--- GIVEN RECORDS Enclosed Below ---
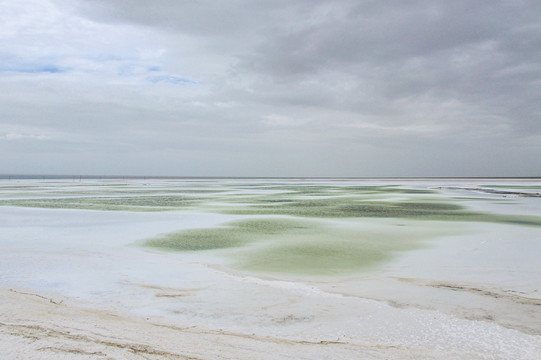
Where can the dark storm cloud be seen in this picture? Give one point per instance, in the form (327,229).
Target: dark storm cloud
(353,82)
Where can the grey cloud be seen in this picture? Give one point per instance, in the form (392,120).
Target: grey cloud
(325,87)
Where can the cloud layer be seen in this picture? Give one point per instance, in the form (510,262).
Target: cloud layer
(281,88)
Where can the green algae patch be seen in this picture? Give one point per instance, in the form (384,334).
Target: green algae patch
(123,203)
(306,247)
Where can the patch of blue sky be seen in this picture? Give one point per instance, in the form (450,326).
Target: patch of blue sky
(32,68)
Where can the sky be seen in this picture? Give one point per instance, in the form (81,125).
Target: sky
(270,88)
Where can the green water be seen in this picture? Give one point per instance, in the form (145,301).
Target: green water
(284,245)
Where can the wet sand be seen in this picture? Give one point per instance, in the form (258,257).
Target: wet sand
(78,284)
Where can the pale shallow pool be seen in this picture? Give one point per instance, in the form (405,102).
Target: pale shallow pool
(425,265)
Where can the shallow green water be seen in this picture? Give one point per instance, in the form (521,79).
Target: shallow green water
(284,245)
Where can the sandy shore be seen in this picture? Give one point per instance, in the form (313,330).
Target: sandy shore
(36,327)
(75,284)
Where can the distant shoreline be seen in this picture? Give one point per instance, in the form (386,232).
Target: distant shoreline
(153,177)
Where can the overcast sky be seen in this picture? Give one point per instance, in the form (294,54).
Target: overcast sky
(270,88)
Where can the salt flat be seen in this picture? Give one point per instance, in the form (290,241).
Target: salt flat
(271,269)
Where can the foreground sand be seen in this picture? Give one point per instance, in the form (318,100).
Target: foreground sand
(74,284)
(36,327)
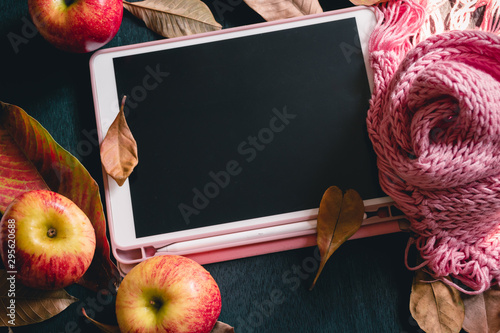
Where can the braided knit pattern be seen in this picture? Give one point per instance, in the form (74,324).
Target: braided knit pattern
(434,122)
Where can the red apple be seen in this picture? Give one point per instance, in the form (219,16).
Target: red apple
(77,25)
(168,294)
(46,239)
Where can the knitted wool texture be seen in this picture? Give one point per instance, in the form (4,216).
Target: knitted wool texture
(434,122)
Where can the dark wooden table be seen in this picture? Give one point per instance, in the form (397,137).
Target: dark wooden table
(365,286)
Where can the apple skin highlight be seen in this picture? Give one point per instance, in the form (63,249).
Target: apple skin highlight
(45,260)
(168,294)
(79,26)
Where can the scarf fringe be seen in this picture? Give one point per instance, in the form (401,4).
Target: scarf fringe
(402,25)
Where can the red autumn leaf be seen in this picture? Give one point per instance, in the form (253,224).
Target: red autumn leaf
(31,159)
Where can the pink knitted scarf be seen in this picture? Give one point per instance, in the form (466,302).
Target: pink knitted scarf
(434,122)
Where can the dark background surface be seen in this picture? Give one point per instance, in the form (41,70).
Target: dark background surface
(365,286)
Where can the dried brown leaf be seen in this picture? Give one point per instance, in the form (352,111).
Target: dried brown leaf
(173,18)
(482,312)
(339,217)
(102,327)
(283,9)
(367,2)
(221,327)
(30,305)
(119,149)
(435,306)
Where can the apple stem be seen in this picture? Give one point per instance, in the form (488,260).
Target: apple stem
(51,233)
(156,303)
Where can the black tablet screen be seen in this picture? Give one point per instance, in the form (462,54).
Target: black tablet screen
(247,127)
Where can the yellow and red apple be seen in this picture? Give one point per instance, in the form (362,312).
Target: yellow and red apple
(168,294)
(46,239)
(77,25)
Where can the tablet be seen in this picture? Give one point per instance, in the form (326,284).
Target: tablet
(239,132)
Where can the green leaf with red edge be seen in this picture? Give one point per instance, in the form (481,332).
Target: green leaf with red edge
(31,159)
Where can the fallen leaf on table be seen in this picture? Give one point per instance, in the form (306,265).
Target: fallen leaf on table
(172,18)
(102,327)
(482,312)
(30,305)
(435,306)
(367,2)
(339,217)
(119,149)
(25,142)
(221,327)
(283,9)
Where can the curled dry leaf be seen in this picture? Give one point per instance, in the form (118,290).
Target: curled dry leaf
(102,327)
(30,159)
(173,18)
(283,9)
(119,149)
(30,305)
(339,217)
(435,306)
(482,312)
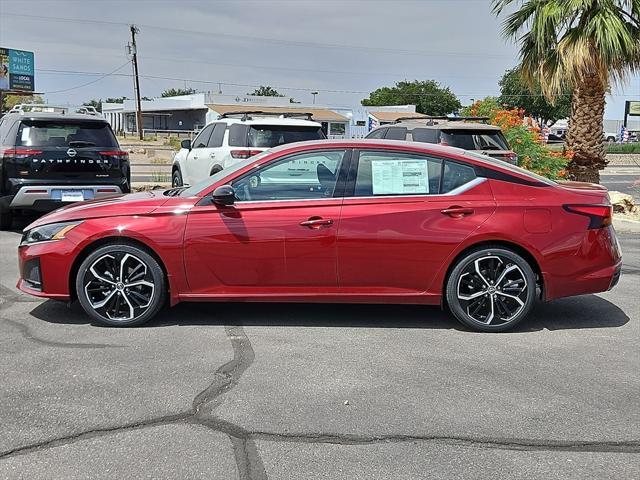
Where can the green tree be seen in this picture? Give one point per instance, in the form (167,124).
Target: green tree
(94,103)
(175,92)
(266,91)
(515,92)
(428,96)
(584,45)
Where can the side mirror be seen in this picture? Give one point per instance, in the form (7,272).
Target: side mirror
(224,195)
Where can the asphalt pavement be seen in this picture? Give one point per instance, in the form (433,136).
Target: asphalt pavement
(250,391)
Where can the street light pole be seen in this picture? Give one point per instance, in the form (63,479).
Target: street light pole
(134,51)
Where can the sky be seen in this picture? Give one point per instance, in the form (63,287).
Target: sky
(342,49)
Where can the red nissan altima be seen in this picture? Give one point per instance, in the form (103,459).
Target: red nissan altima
(368,221)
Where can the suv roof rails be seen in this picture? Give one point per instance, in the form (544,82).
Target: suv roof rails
(46,108)
(247,115)
(431,119)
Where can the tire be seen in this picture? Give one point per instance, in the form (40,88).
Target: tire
(176,179)
(491,289)
(114,303)
(6,216)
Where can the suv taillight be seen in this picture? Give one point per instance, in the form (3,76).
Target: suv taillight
(20,152)
(244,153)
(599,215)
(119,154)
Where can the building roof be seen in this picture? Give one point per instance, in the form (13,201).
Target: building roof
(393,116)
(319,114)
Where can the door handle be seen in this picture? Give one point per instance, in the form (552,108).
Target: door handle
(317,222)
(457,212)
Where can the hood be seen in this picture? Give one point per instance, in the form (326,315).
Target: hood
(132,204)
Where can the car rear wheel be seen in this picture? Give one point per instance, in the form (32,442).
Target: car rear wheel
(491,289)
(176,179)
(120,285)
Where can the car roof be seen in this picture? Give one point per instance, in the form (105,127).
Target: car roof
(267,120)
(54,116)
(444,125)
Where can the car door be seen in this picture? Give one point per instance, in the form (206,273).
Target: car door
(281,231)
(197,158)
(402,216)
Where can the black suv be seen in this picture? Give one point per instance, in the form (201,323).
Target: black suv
(468,133)
(49,159)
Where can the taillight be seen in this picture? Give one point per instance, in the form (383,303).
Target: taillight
(599,215)
(20,152)
(244,153)
(116,154)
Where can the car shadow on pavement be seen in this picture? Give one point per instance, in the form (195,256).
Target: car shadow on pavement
(588,311)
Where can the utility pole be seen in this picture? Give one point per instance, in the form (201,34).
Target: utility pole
(134,52)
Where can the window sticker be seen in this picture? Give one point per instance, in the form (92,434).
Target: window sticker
(398,177)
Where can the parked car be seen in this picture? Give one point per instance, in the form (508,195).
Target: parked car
(236,136)
(379,222)
(51,158)
(461,132)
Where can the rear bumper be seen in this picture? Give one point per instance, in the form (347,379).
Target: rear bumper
(44,197)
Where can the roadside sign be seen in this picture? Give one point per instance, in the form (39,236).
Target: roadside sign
(17,71)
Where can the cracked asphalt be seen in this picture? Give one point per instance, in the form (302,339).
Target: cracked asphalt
(250,391)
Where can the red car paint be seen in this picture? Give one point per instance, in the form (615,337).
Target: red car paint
(384,249)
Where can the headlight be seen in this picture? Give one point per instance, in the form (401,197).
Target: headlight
(52,231)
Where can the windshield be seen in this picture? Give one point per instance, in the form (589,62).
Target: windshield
(216,177)
(36,133)
(267,136)
(511,167)
(474,139)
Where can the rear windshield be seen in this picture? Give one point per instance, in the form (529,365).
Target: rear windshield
(267,136)
(474,139)
(65,134)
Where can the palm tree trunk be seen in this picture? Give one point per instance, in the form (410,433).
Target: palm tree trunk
(586,136)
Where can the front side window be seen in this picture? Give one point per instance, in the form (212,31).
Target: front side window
(202,139)
(306,176)
(396,173)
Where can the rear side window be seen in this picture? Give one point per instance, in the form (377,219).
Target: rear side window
(379,133)
(425,135)
(42,133)
(202,140)
(218,135)
(238,135)
(396,173)
(396,133)
(455,175)
(267,136)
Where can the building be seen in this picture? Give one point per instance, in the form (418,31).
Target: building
(189,113)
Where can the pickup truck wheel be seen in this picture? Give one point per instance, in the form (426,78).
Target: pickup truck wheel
(176,179)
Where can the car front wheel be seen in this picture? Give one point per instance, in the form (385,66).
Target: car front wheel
(120,285)
(491,289)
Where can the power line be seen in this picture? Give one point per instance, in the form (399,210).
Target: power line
(91,82)
(298,43)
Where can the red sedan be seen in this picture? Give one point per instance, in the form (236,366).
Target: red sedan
(368,221)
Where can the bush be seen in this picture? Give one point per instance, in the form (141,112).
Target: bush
(523,138)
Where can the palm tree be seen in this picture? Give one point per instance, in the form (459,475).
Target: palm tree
(585,45)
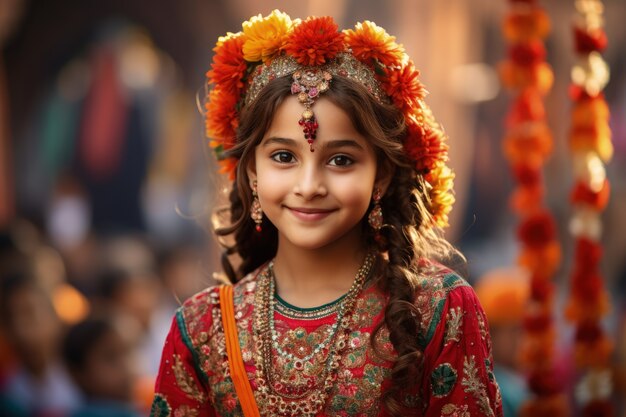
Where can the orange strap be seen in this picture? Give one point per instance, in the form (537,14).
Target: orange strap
(235,360)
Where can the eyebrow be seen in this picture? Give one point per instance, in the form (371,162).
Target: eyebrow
(333,144)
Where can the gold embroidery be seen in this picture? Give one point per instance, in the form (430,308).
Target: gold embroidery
(185,381)
(481,325)
(452,410)
(454,319)
(472,385)
(186,411)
--- End of Enclosed GIVEN RECORDS ---
- YOUR TASK
Copy word for word the stretch of entries above from the line that has "Target: pink knitted scarf" through the line that has "Where can the apple stem", both ends included, and nothing outside it.

- SOLUTION TO THE PROBLEM
Target: pink knitted scarf
(434,122)
Where can the dark background surface be seen in this picture? Give one point per instance, in the form (41,70).
Target: dark background surface
(365,286)
Where can the dried brown leaf be seen in this picture? Give one point per instance, in the form (352,111).
Target: dried brown leaf
(173,18)
(482,312)
(339,217)
(102,327)
(283,9)
(367,2)
(221,327)
(30,305)
(119,149)
(435,306)
Where can the apple stem be seen in this picture? Give one point per instance, in the form (488,260).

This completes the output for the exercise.